━━ Extract provided ━━
Some hospitals are so difficult to navigate that they seem to be designed by hotel casino architects. Once you've entered, you keep gambling because you can't find your way to your room. In hospitals, there is no value in having patients and family members wandering nondescript floors. The good news is that there are ways to solve this problem.
Increase in Hospital Size and Complexity
I have personally been in dozens of hospitals -- from hospital "cities" in Houston and Boston to small regional hospitals in rural North Carolina. One thing is clear. Hospitals are getting bigger. The large hospitals are building out new wings and specialty centers. And the smaller hospitals are being gobbled up by larger systems -- effectively becoming bigger. It is easy to see why patients are getting lost.
The Importance of Hospital Wayfinding
Well-run hospitals understand that wayfinding is an important aspect of the overall patient experience. The Robert Woods Johnson Foundation has done good work in this area with best practices for universal symbols and location cues. These universal symbols are particularly useful for those who don't speak English -- a growing patient segment. Wayfinding not only improves patient satisfaction, it can also lower personnel costs related to helping patients find their way around.
There are three main categories of wayfinding solutions: interactive kiosks, universal signage, and a hospital mobile app. The best hospitals use a combination of all three to offer a superior patient experience.
━━━
━━ Exercise data ━━
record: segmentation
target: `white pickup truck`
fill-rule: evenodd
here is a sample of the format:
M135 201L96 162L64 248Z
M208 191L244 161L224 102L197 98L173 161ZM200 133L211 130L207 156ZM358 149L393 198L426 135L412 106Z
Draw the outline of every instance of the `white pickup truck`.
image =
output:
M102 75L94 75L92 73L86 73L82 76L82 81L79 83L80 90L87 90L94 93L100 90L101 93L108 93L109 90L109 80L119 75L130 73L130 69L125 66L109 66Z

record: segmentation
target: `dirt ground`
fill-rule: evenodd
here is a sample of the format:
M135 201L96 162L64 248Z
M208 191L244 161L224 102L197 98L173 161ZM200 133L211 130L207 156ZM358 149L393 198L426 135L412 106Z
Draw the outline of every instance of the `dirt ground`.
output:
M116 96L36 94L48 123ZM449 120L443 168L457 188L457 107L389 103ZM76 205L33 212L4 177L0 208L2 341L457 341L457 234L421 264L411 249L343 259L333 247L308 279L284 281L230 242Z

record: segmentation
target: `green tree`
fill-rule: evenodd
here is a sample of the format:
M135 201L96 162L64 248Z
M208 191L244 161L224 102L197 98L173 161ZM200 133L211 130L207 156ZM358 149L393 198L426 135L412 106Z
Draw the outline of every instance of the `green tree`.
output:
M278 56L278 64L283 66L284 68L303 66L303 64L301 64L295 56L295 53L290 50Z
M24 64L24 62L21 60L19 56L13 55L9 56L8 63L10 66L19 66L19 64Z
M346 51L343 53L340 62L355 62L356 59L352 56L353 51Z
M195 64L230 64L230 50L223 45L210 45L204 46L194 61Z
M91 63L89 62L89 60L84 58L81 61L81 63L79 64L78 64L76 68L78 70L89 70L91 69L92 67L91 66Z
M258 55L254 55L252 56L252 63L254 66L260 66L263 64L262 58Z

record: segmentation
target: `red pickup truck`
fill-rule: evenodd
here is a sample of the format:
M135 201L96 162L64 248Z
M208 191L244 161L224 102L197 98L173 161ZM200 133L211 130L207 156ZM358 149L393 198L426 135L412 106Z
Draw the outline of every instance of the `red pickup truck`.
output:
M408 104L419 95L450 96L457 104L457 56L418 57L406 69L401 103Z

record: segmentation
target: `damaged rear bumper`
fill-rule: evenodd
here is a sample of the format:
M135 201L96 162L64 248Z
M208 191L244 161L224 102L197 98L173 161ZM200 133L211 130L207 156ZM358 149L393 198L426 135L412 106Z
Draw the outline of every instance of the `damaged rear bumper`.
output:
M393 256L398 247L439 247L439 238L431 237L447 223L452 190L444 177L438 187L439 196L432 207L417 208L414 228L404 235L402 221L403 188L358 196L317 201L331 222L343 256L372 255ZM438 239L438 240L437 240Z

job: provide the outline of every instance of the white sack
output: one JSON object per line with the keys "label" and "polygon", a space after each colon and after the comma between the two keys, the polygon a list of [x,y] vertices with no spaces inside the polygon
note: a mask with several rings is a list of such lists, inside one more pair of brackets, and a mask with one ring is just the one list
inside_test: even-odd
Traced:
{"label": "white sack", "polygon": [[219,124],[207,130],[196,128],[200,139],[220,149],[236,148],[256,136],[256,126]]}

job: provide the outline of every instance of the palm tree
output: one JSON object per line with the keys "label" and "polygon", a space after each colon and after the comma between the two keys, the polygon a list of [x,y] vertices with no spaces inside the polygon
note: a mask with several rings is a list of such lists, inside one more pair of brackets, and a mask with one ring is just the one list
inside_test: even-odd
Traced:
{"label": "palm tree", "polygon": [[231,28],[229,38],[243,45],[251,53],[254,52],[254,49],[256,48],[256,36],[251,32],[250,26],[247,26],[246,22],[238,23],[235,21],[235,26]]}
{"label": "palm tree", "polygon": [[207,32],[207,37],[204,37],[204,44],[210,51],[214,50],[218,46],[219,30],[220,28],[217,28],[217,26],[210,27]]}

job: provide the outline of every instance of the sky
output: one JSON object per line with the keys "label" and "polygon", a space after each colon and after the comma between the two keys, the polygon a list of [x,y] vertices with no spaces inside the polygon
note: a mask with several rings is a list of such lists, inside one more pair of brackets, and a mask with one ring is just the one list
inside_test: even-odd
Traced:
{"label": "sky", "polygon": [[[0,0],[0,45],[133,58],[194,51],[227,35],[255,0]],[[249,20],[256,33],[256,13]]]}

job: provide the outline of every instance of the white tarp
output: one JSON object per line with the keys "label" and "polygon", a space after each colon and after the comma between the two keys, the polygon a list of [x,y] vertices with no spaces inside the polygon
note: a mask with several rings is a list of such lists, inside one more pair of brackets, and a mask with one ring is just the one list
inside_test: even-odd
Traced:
━━━
__Work to complete__.
A: According to the text on hospital wayfinding, what are the three main categories of wayfinding solutions?
B: Update the part of the hospital wayfinding text starting with "The Importance of" and going on through "their way around.", replacing "patient satisfaction" with "visitor satisfaction".
C: Write what comes next in the text on hospital wayfinding, picking up after its last sentence.

__Your responses__.
A: Interactive kiosks, universal signage, and a hospital mobile app.

B:
The Importance of Hospital Wayfinding
Well-run hospitals understand that wayfinding is an important aspect of the overall patient experience. The Robert Woods Johnson Foundation has done good work in this area with best practices for universal symbols and location cues. These universal symbols are particularly useful for those who don't speak English -- a growing patient segment. Wayfinding not only improves visitor satisfaction, it can also lower personnel costs related to helping patients find their way around.

C:
Kiosks are basically touchscreen computer screens that enable a user to determine where they are, where they need to go, and how to get there. They also can contain a directory of hospital services. The one feature-related drawback is that patients can't take kiosks with them. The burden is on the patient to remember what they learned from the kiosk as they head off in search of their destination. Kiosks also can only accommodate one user at a time. Finally, a full deployment of kiosks across a hospital system can be expensive.
Universal signage is foundational. It is a relatively inexpensive way to accommodate hospital visitors of varying language abilities. The limitation of signage can be found when attempting to navigate from one hospital to another. Or from a hospital to an outpatient clinic. Universal signage is a necessary - but not sufficient - condition of superior wayfinding.
Hospital Mobile App
A hospital mobile app is a smartphone app (e.g. iPhone, Android) that is offered for free to patients. These apps often contain helpful hospital resources such as hospital telephone directories, online insurance info, and medical libraries. Many apps often have location and wayfinding resources. The benefits of these features is that they are always with the patients. For example, if a hospital visitor uses a kiosk to get directions to another wing of the hospital and forgets halfway through the journey, the smartphone can help the visitor get back on track. Specifically, the smart phone can provide a campus overview as well as individual floorplans.
While GPS wayfinding within a building isn't quite there yet, mobile apps can take advantage of the devices onboard GPS capabilities to provide directions to other locations within the health system.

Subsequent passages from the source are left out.